[Pointing dataset excerpts]
— start —
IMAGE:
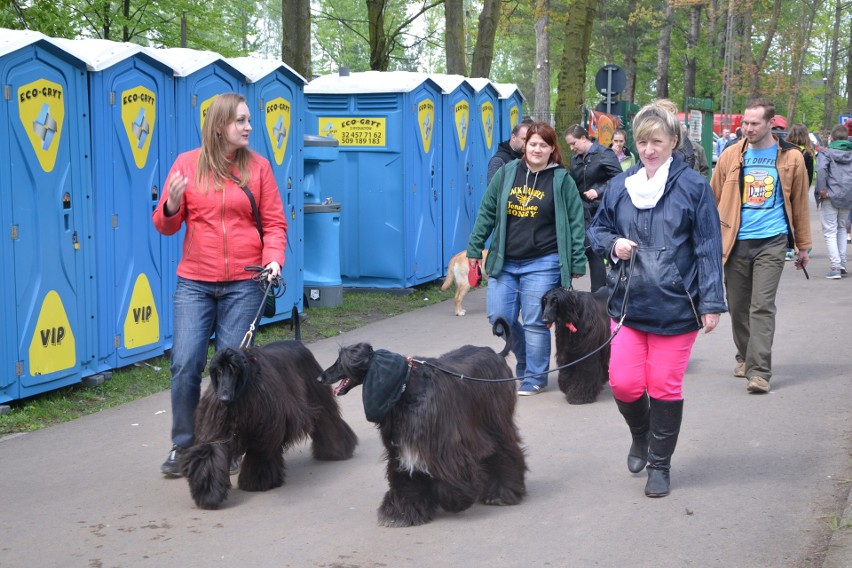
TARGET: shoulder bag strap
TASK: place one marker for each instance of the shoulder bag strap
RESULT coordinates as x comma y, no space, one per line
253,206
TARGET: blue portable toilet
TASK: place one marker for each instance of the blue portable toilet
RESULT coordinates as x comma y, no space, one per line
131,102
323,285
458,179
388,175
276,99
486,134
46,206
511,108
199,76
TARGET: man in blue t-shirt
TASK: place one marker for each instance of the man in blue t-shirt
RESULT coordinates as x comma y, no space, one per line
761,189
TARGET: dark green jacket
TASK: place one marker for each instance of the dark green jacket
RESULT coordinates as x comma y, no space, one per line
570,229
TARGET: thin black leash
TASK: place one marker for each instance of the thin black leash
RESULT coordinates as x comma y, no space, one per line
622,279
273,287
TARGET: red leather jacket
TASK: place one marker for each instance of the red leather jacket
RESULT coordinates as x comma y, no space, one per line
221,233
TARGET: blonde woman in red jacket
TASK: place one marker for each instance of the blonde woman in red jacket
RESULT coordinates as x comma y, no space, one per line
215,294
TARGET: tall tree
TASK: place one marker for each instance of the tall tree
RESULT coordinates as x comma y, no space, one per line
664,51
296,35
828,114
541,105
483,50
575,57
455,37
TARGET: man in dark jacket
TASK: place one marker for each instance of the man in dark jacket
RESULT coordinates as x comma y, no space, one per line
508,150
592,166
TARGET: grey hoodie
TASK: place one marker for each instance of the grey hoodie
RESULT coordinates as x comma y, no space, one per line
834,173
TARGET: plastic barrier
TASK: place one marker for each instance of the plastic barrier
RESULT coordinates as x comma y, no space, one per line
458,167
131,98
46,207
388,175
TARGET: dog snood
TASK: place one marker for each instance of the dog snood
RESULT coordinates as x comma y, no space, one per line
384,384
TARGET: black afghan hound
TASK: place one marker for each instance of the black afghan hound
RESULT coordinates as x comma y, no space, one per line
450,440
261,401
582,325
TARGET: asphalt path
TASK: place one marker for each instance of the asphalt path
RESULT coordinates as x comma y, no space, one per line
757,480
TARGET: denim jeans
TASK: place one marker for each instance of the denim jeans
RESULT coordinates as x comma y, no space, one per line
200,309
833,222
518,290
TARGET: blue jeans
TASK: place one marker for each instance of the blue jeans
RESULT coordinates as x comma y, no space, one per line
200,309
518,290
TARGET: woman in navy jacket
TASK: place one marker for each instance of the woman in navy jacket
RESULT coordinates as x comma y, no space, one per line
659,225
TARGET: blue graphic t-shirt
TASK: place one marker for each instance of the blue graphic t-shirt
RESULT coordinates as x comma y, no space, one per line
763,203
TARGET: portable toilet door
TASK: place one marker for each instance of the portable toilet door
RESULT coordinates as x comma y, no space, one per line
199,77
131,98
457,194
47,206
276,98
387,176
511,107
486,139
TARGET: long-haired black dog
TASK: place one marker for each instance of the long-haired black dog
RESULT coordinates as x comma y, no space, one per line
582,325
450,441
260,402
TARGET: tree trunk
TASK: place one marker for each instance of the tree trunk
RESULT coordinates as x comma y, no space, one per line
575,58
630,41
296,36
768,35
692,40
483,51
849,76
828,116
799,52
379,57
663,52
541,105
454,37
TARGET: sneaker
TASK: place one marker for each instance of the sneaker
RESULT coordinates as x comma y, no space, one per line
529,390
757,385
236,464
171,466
— end —
> _Given exercise_
Reproduce the portion of the rows above that begins with the line containing "TARGET: asphalt path" and continues through the end of the rows, including both the first and the last line.

> _Complete answer_
TARGET: asphalt path
TASK: place one marker for each instance of the asphalt path
RESULT coordinates as x comma y, no space, one per line
757,480
TARGET: denim jeans
TASK: place one marker for each instance of the denim jeans
RESULT coordinates as x comma y, no space, one per line
200,309
833,222
518,290
TARGET: blue jeans
TASK: place one marker for each instance of the blue jeans
RESULT coordinates as x comma y, no space, one per line
200,309
518,290
TARGET: woman in navy jacket
TASK: place one marker for each instance of the woman in navy jacket
RESULT coordinates as x comma y, no space, one per line
659,225
TARGET: blue graphic t-shirt
TASK: place one marker for each instance of the blue graphic t-shirt
RESULT coordinates as x comma y, no space, one per line
763,203
TARGET: portable toilet door
TASK: place one marker for each instance of the portable toilet door
RESULT coordinates as x comma y, no space, one per line
199,77
131,98
457,194
47,206
276,98
387,176
511,107
486,139
TARGET: long-haired black dog
TASK: place one marker for each instance of the long-haired black dog
RESULT coordinates as x comma y, no space, one per line
582,325
450,441
260,402
TARGET: tree trunk
TASK: place one marker for each instance of the tree trunk
RESULT coordinates as x comma y, no space, one per line
575,58
630,41
296,36
768,35
692,40
483,51
849,76
828,116
799,52
379,57
663,52
541,105
454,37
TARGET: sneaker
TASK: place one marker for each instance of the sneaker
RESULT coordinates as x comma y, no space, one per line
529,390
757,385
236,464
171,466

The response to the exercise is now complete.